* **PROVIDED DATA**:
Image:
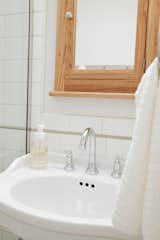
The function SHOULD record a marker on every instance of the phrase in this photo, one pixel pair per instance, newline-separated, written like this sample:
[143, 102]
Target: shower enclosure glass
[14, 68]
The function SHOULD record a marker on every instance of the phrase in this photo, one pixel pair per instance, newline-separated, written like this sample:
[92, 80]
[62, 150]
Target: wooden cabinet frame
[100, 83]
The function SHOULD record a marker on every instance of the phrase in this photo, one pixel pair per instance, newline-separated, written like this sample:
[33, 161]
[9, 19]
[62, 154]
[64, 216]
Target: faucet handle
[69, 162]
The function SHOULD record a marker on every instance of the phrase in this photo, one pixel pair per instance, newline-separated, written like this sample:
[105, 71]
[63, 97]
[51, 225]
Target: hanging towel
[129, 208]
[151, 209]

* **EXERCISE TASK**:
Can you copy out all the records above word for word, leaving out the pictures?

* **SOLUTION FOR THIS PROBLEM**:
Image:
The function SHOULD record a marker on every instance of the phrase in this photo, one pixel pair per instance, newline-separated, written like this sample:
[143, 102]
Target: shower enclosure glass
[14, 68]
The function SHOULD record a marker on every instance of the phrase in this photo, one pixel pair per instance, newline-separated, written like this sample:
[92, 80]
[62, 150]
Target: wooden cabinet frame
[100, 83]
The function SHOULD record a marker on every instance of the phrase in this photo, one pixel pair per instance, newline-separated, written like this sample:
[33, 161]
[9, 19]
[62, 154]
[64, 216]
Target: faucet handle
[69, 162]
The function SHOULD record a marker on every instance of the phrase in this photo, one pixel pair per instance, newline-separated, written like this sample:
[105, 71]
[63, 97]
[51, 225]
Target: hanging towel
[129, 208]
[151, 209]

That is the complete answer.